- **Document section**
□ □ □ □
7.21.2010

Night then Day - 5.02.10 0820

I'm reading Boman and Genesis 1 this morning and it got me thinking about how we view day and night versus how the ancient Hebrews might have.

For us, the future lies before us, the past behind. Our day starts with the rising sun and when we get out of bed, ready to start a new day - the one that lies in front of us ready to be explored. Day and night designate time periods only, further broken up by hours, minutes and seconds. We're used to looking at it objectively, from the outside, something to be observed and recorded.

The day gradually wanes into night, activity winds down, and once the day has been sufficiently explored we rest, ready to take on a brand new day tomorrow. We focus on what opportunities God might bring us in the day to come, always orienting our sights forward at the "freshness of the new" and "yet to be" that God might bring.

We may take the time to reflect on what God brought that day and thank him for it, hoping that tomorrow we might better recognize his activity in our lives. We might be blind to what the future holds, but it doesn't keep us from peering anyway, maybe even squinting to see a bit more clearly, anticipating the events that might unfold.
□ □ □ □
Dataset entries:
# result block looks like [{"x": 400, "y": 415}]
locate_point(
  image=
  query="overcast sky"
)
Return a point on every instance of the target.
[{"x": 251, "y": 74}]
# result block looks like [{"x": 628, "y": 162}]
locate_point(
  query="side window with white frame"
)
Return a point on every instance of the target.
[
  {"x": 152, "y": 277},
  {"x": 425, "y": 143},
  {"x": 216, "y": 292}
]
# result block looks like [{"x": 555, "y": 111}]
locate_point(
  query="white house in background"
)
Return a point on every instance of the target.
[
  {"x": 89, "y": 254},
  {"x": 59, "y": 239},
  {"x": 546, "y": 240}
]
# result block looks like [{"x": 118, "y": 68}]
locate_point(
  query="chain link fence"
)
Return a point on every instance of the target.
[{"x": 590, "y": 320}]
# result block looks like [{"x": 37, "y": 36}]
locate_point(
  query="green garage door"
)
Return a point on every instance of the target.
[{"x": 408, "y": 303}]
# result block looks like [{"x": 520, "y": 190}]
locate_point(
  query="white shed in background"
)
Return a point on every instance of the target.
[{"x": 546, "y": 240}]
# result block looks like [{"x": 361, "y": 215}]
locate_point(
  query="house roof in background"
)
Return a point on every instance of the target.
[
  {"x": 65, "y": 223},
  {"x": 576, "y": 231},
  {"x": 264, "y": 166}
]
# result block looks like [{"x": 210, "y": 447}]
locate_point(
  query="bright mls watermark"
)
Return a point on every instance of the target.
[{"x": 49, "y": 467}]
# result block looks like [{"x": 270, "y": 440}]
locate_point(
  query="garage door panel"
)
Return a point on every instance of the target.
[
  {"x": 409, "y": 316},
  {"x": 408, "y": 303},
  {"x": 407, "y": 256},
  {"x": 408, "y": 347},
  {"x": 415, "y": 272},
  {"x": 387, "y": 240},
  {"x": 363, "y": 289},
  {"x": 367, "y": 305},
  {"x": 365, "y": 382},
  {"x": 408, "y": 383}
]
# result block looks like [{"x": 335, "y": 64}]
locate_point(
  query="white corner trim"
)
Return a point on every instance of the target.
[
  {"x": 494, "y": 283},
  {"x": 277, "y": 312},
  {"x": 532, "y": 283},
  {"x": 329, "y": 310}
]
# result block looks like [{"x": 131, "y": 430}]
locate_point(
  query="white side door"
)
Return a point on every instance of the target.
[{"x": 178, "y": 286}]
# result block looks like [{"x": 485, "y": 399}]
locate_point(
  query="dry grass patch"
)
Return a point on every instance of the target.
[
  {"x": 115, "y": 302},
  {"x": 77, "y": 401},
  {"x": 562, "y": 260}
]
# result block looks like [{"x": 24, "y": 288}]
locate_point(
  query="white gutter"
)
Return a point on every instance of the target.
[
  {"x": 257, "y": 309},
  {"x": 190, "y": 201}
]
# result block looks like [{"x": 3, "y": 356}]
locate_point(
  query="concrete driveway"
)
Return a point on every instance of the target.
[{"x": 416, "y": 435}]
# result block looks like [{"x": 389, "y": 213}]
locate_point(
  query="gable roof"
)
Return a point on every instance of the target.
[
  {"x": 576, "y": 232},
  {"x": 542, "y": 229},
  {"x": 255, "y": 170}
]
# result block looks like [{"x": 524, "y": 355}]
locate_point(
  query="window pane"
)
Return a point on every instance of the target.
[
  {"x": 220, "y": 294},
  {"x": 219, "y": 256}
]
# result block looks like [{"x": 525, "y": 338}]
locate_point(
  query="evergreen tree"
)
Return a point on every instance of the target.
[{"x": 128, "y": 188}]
□ □ □ □
- **Task instructions**
• A. Set down, word for word, the part of the reflection on day and night that opens with the words containing "I'm reading Boman" and closes with "God might bring.".
• B. Write the next part of the reflection on day and night, starting after its last sentence.

- **Written answers**
• A.
I'm reading Boman and Genesis 1 this morning and it got me thinking about how we view day and night versus how the ancient Hebrews might have.

For us, the future lies before us, the past behind. Our day starts with the rising sun and when we get out of bed, ready to start a new day - the one that lies in front of us ready to be explored. Day and night designate time periods only, further broken up by hours, minutes and seconds. We're used to looking at it objectively, from the outside, something to be observed and recorded.

The day gradually wanes into night, activity winds down, and once the day has been sufficiently explored we rest, ready to take on a brand new day tomorrow. We focus on what opportunities God might bring us in the day to come, always orienting our sights forward at the "freshness of the new" and "yet to be" that God might bring.

• B.
A different, but not opposing or a negating, view would be the Hebrew. Their perspective of a day was a bit more subjective, not something to be observed from the outside but something to experience from the inside. Days started with the evening. How peculiar. Their view of light and darkness started with the concept that they represented good and evil, known as a qualitative perspective. Light & Dark, not the sun & moon, is what separated day and night and it is significant to me that in creation God began by seeing light (goodness) as being good and so separating it from darkness (evil) before creating the sun and moon. Light was a gift from God designating his mercy and love, and the sun and moon were given the authority to govern that light during the day and night.

Just as out of chaos and void God brought order to creation, each day starts with darkness and God brings the light from it; he brings salvation from destruction, good from evil, mercy and warmth from cold and darkness. This, combined with Hebrew's time orientation as seeing the past before them laid out in detail with the future behind them and unknown, makes me wonder if they tended to focus not on what God might do for them in the future, but what God has already done for them in the past.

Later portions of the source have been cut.